- **Exercise details**:
Starting from the top of the entries below and ending with the line containing "Need: tag one point per instance of the red flower", restate every line word for word, pictures omitted.

━━ Listed records ━━

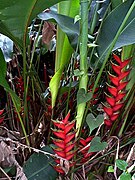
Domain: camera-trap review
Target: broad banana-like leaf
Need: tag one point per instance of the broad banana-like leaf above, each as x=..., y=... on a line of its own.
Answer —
x=16, y=16
x=111, y=26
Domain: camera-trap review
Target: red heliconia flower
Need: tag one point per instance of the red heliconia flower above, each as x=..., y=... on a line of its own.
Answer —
x=1, y=118
x=64, y=142
x=84, y=148
x=116, y=90
x=94, y=99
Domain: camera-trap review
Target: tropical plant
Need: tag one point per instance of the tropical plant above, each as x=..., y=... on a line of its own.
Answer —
x=67, y=90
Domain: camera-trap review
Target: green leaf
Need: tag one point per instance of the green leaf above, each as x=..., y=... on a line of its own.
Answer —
x=110, y=169
x=93, y=122
x=83, y=97
x=16, y=16
x=4, y=83
x=65, y=23
x=125, y=176
x=121, y=164
x=110, y=28
x=38, y=166
x=96, y=145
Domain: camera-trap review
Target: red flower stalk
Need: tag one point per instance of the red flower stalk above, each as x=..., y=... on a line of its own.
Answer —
x=65, y=142
x=1, y=118
x=84, y=147
x=116, y=90
x=94, y=99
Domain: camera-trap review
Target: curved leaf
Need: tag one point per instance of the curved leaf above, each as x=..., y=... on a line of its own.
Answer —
x=38, y=166
x=127, y=36
x=65, y=23
x=15, y=16
x=111, y=26
x=4, y=83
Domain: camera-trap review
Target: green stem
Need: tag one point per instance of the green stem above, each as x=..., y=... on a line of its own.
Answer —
x=83, y=60
x=112, y=45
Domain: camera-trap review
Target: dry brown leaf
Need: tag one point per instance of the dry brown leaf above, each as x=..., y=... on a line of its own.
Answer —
x=48, y=32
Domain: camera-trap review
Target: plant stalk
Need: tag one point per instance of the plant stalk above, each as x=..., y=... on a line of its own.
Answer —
x=83, y=60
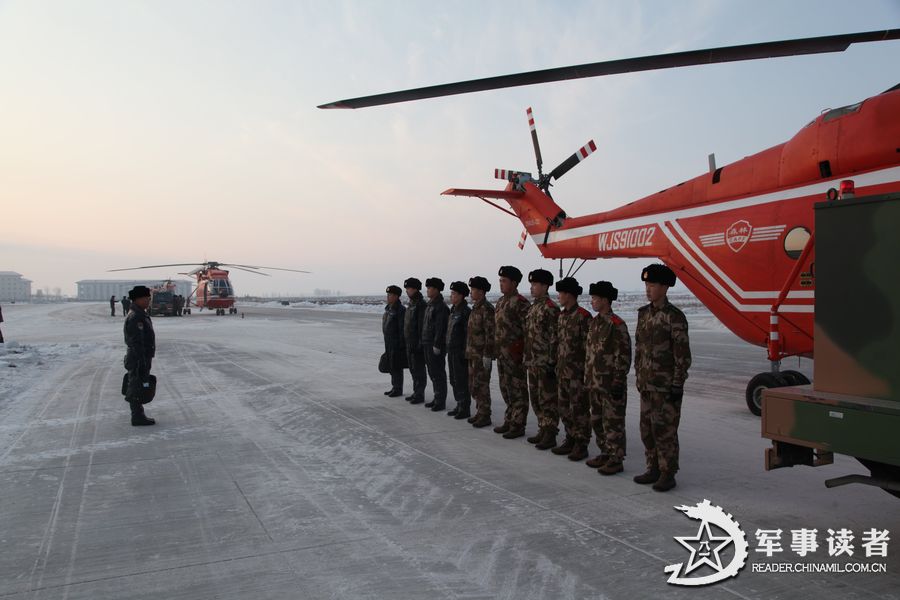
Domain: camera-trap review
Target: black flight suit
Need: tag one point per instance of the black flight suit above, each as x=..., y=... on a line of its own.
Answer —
x=415, y=353
x=394, y=346
x=141, y=342
x=434, y=345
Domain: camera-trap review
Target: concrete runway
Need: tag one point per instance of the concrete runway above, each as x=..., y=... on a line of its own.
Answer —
x=278, y=469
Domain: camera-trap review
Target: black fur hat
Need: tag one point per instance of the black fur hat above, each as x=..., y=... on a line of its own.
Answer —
x=569, y=285
x=435, y=282
x=510, y=272
x=541, y=276
x=658, y=273
x=605, y=290
x=480, y=283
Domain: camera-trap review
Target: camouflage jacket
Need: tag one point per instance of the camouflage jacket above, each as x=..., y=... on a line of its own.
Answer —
x=509, y=317
x=412, y=323
x=392, y=326
x=480, y=339
x=541, y=333
x=573, y=326
x=608, y=351
x=457, y=327
x=434, y=324
x=662, y=351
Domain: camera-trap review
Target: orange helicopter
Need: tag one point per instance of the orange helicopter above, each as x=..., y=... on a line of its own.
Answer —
x=740, y=237
x=214, y=289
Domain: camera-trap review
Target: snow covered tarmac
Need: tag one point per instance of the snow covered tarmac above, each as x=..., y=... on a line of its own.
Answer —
x=278, y=470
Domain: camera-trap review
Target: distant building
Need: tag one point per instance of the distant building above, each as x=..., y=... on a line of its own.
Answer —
x=14, y=287
x=102, y=289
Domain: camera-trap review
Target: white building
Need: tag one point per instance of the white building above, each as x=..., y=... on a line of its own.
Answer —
x=102, y=289
x=14, y=287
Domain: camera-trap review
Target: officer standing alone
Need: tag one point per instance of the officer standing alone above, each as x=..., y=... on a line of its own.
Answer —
x=662, y=357
x=141, y=343
x=394, y=346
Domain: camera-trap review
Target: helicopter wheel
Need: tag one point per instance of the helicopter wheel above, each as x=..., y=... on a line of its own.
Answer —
x=760, y=382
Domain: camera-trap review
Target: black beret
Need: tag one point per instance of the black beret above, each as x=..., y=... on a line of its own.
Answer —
x=511, y=273
x=460, y=288
x=570, y=285
x=605, y=290
x=480, y=283
x=138, y=291
x=541, y=276
x=658, y=273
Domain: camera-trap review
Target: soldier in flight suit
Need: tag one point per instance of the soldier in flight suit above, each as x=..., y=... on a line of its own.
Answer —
x=434, y=341
x=541, y=327
x=608, y=360
x=509, y=317
x=480, y=350
x=141, y=343
x=412, y=332
x=574, y=406
x=457, y=329
x=394, y=344
x=662, y=357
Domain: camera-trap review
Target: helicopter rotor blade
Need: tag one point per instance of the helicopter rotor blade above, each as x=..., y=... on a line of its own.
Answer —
x=573, y=160
x=534, y=141
x=815, y=45
x=156, y=266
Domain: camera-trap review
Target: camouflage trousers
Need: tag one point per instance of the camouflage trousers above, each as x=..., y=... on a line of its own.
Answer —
x=459, y=378
x=575, y=409
x=542, y=391
x=514, y=389
x=608, y=421
x=480, y=386
x=659, y=430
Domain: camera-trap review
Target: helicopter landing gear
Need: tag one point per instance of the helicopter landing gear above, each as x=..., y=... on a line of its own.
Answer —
x=764, y=381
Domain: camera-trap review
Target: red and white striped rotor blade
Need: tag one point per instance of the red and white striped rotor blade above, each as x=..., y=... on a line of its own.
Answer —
x=573, y=160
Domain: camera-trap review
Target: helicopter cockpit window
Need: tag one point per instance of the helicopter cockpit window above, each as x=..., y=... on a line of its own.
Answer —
x=795, y=242
x=840, y=112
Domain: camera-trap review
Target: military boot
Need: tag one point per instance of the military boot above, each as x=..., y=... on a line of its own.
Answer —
x=513, y=433
x=536, y=438
x=598, y=461
x=548, y=441
x=611, y=467
x=579, y=452
x=649, y=476
x=567, y=446
x=482, y=421
x=665, y=482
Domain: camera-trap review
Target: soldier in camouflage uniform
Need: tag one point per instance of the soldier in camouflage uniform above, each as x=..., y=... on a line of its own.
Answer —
x=662, y=357
x=434, y=341
x=480, y=350
x=574, y=406
x=394, y=344
x=510, y=346
x=541, y=327
x=457, y=328
x=608, y=360
x=412, y=332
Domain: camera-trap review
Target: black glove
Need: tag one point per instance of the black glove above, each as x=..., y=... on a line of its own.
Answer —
x=617, y=391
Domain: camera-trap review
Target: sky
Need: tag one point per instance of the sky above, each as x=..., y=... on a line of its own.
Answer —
x=136, y=133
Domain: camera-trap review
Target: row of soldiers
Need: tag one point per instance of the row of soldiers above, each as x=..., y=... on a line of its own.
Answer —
x=572, y=366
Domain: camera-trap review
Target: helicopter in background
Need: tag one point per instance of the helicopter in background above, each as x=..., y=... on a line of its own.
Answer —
x=214, y=290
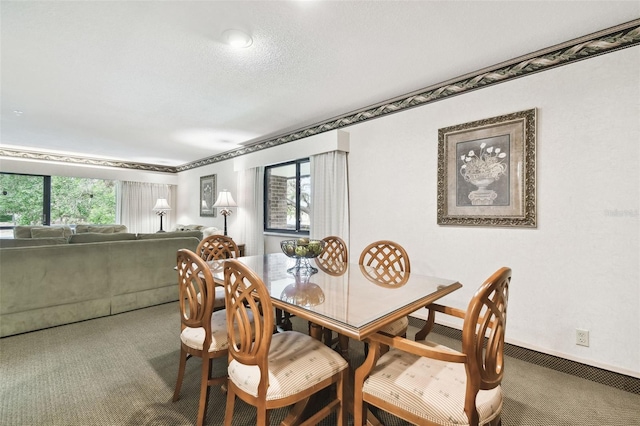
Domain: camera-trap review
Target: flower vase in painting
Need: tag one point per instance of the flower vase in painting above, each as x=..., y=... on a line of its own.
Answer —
x=481, y=171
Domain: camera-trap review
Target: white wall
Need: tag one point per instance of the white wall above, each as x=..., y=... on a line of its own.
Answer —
x=579, y=268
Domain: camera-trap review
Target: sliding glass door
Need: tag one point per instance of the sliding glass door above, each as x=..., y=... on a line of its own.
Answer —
x=47, y=200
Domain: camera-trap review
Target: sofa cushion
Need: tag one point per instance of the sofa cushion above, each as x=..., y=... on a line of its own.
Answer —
x=54, y=232
x=176, y=234
x=102, y=229
x=30, y=242
x=24, y=231
x=95, y=237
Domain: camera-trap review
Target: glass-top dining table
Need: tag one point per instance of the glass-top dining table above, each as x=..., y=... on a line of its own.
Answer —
x=351, y=299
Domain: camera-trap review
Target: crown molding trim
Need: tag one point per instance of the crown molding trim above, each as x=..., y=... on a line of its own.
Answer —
x=62, y=158
x=606, y=41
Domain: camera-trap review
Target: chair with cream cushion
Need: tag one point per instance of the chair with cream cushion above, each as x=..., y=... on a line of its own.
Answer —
x=271, y=370
x=429, y=384
x=218, y=247
x=204, y=332
x=392, y=258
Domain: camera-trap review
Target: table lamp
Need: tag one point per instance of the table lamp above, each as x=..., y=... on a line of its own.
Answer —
x=224, y=201
x=161, y=208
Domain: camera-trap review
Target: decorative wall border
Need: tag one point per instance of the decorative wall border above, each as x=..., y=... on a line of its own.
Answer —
x=595, y=44
x=61, y=158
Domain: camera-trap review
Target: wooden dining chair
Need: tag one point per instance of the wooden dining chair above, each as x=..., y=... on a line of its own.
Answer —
x=218, y=247
x=270, y=370
x=334, y=257
x=203, y=332
x=392, y=262
x=334, y=260
x=429, y=384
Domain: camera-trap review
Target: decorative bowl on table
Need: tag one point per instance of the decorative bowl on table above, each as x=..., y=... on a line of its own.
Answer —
x=302, y=250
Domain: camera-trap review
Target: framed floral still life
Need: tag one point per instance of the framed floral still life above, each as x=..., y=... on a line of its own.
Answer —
x=486, y=172
x=207, y=195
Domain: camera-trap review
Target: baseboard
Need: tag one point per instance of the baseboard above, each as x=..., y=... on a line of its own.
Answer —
x=584, y=371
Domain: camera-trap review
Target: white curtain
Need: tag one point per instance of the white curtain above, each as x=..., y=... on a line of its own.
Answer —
x=135, y=202
x=251, y=210
x=329, y=195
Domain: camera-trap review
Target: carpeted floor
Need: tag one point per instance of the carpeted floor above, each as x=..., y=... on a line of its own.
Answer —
x=121, y=370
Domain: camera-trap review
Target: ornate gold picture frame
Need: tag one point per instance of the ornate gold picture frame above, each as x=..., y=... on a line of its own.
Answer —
x=486, y=172
x=207, y=196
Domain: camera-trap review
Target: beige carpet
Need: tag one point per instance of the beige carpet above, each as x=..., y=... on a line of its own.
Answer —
x=121, y=370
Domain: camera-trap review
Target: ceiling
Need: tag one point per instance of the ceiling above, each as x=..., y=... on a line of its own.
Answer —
x=153, y=82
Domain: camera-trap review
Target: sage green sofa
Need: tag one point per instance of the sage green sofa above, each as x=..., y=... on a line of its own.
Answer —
x=97, y=275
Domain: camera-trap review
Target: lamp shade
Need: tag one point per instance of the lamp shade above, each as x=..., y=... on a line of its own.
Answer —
x=161, y=205
x=225, y=200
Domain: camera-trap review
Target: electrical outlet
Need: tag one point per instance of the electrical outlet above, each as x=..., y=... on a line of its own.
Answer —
x=582, y=337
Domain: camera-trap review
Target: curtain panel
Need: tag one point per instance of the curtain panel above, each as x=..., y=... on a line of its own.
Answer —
x=251, y=212
x=329, y=195
x=135, y=202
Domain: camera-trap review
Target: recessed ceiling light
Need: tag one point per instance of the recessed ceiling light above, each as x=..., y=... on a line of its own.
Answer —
x=237, y=38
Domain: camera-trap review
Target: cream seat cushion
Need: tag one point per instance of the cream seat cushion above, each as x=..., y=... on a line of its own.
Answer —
x=218, y=298
x=431, y=389
x=293, y=365
x=397, y=328
x=194, y=337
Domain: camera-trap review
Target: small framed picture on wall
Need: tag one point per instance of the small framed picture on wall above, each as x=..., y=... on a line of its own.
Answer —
x=207, y=195
x=486, y=172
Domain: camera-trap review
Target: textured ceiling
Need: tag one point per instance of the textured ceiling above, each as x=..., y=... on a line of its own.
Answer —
x=152, y=82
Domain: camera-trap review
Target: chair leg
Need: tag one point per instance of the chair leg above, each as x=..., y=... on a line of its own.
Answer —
x=343, y=341
x=262, y=416
x=183, y=363
x=342, y=412
x=204, y=390
x=228, y=411
x=328, y=336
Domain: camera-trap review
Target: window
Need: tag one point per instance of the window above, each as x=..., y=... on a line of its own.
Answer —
x=46, y=200
x=287, y=195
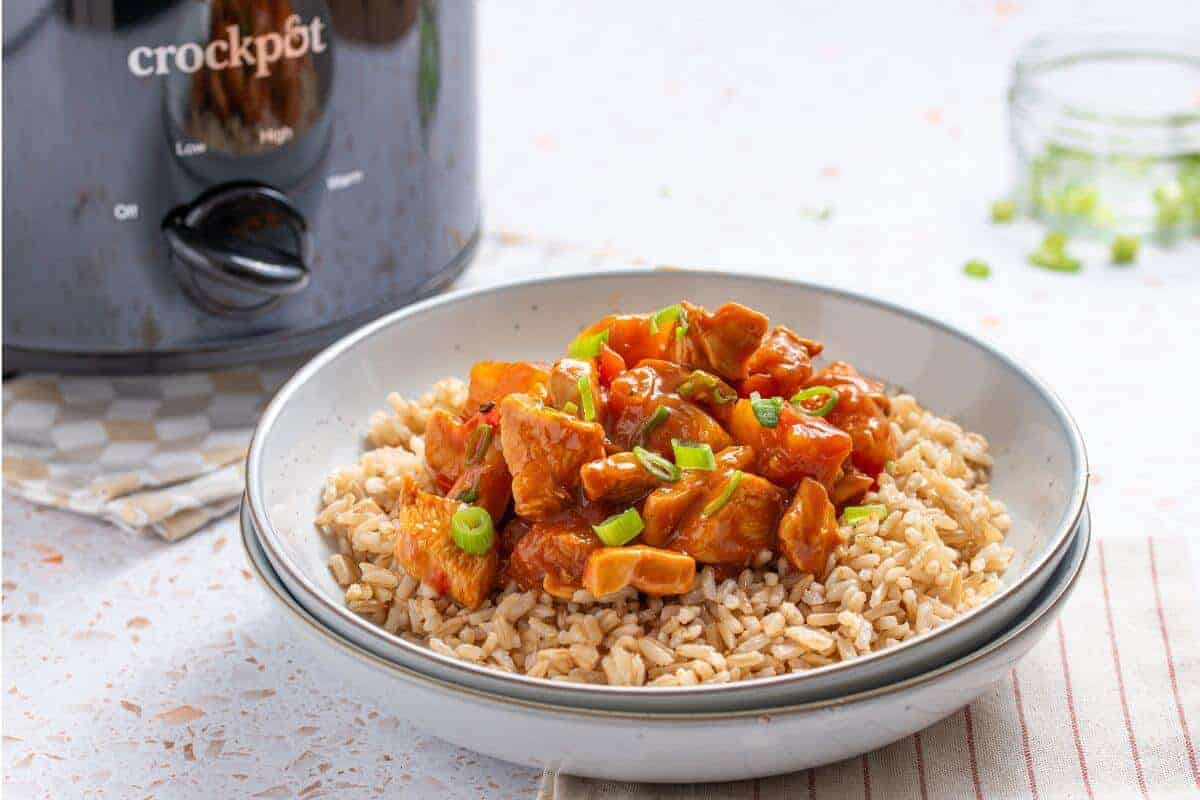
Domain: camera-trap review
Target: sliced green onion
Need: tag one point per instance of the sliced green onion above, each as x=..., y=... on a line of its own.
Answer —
x=670, y=314
x=767, y=410
x=977, y=269
x=586, y=398
x=472, y=530
x=1003, y=211
x=828, y=392
x=657, y=465
x=480, y=440
x=587, y=347
x=725, y=495
x=706, y=380
x=653, y=421
x=1125, y=250
x=619, y=529
x=693, y=455
x=855, y=515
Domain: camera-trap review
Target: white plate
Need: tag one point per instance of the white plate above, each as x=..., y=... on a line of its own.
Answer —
x=318, y=421
x=673, y=747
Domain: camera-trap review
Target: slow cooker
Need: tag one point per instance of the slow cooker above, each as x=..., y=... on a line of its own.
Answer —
x=203, y=182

━━━

- **Task answer**:
Domain: camera-trap review
Target: broad banana-like leaf
Need: tag one point per instance of the broad banana-like leaf above, each as x=..., y=... on a line of its own.
Answer —
x=16, y=16
x=111, y=26
Domain: camera-trap review
Target: red heliconia flower
Need: tag one point per instance of the red heliconia flower above, each as x=..., y=... on a line of its own.
Answer —
x=1, y=118
x=64, y=142
x=84, y=148
x=116, y=90
x=94, y=99
Domain: camera-trap review
Target: tropical plant
Need: tag one point per instance of the tropical plant above, each as x=..., y=... on a line of its own.
Answer —
x=67, y=90
Domain: camera-trap review
Target: green leaf
Need: tag one point per instance of the green leaf above, each as x=..., y=... on a line of its own.
Answer —
x=110, y=169
x=93, y=122
x=83, y=97
x=16, y=16
x=4, y=83
x=65, y=23
x=125, y=176
x=121, y=164
x=110, y=28
x=38, y=166
x=96, y=145
Domain: camera-trap review
Target: red flower stalk
Need: tag one point per instance of the red flower stalk above, each as x=..., y=... on a line of its own.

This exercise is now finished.